Associate Professor in Transport Planning and Housing

The Bartlett School of Planning

Faculty of the Built Environment

Joined UCL
5th Jan 2009

Research summary

Since joining the Bartlett School of Planning in 2007 I have led or been a member of more than a dozen research projects spanning the fields of transport, planning for housing, governance of planning, and rural development, with funding from a diverse range of organisations including the European Union, Economic & Social Research Council, Global Challenges Research Fund, Royal Institution of Chartered Surveyors, English Rural and the UCL Grand Challenges programme. From these I have published more than 70 articles, reports, chapters and conference papers. Recent major outputs include the edited book Self-Build Homes (with Michaela Benson, UCL Press, London) and the co-authored books New Money in the Countryside (with Nick Gallent, Meri Juntti, Nicola Livingstone and Phoebe Stirling; Palgrave, London) and Introduction to Rural Planning (with Nick Gallent, Meri Juntti, Sue Kidd and Dave Shaw; Routledge, London). I am an Editorial Board member of the scientific journal, Sustainability.

(Directions)
1. Which scientific journal's editorial board does the profile mention?
2. Please list every funding organization that the profile names for the research projects.
The items play no part in this work.

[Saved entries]

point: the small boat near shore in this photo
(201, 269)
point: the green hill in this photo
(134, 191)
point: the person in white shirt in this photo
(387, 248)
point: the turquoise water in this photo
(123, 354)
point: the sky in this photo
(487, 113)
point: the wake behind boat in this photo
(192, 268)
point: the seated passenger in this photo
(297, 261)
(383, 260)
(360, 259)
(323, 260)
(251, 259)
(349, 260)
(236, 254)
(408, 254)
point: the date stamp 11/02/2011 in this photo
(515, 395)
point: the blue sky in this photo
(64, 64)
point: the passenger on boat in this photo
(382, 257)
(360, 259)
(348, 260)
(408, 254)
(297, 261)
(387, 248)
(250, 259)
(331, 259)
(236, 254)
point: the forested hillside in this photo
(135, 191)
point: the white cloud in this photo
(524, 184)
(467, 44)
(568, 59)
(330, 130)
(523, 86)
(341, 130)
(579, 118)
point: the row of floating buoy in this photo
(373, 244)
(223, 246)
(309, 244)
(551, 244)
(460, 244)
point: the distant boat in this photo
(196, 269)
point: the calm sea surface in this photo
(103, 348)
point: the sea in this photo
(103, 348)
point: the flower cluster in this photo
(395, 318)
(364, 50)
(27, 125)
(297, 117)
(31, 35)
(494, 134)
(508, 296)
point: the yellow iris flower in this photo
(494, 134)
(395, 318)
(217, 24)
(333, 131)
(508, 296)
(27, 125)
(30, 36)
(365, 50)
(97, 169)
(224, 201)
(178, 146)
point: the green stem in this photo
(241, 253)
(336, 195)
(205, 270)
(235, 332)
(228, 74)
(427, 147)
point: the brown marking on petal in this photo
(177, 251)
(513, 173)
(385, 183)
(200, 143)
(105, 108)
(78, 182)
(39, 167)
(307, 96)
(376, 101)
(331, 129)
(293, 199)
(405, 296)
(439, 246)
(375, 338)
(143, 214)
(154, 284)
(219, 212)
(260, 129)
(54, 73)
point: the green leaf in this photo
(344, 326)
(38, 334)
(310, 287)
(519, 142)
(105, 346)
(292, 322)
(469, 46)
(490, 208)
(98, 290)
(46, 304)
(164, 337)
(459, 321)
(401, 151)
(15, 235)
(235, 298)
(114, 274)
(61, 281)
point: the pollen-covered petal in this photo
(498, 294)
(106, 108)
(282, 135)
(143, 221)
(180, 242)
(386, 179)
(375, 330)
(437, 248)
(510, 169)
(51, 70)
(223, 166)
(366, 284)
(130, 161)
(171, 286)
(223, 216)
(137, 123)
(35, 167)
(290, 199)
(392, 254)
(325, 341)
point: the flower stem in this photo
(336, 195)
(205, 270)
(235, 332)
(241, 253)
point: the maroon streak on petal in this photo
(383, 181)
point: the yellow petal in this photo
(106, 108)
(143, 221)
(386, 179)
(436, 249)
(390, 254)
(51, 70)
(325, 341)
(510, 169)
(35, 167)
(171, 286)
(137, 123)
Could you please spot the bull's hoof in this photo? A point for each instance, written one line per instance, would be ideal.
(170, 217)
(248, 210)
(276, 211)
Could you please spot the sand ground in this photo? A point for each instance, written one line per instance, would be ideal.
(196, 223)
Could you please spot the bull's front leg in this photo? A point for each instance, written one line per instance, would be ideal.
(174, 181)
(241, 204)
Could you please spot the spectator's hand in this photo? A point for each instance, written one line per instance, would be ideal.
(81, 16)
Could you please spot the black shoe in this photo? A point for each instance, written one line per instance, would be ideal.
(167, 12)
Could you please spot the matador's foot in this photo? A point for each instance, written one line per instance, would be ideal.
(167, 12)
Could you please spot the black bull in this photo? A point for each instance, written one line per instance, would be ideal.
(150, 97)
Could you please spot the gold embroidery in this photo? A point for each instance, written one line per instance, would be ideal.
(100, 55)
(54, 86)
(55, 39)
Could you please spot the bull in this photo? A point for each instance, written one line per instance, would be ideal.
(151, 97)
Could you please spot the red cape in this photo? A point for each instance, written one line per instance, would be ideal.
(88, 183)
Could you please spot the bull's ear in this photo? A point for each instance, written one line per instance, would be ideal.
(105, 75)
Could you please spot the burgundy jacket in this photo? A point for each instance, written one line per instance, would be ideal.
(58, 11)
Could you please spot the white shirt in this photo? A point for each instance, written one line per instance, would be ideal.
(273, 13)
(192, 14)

(Task-by-task outputs)
1. Sustainability

2. European Union, Economic & Social Research Council, Global Challenges Research Fund, Royal Institution of Chartered Surveyors, English Rural, UCL Grand Challenges programme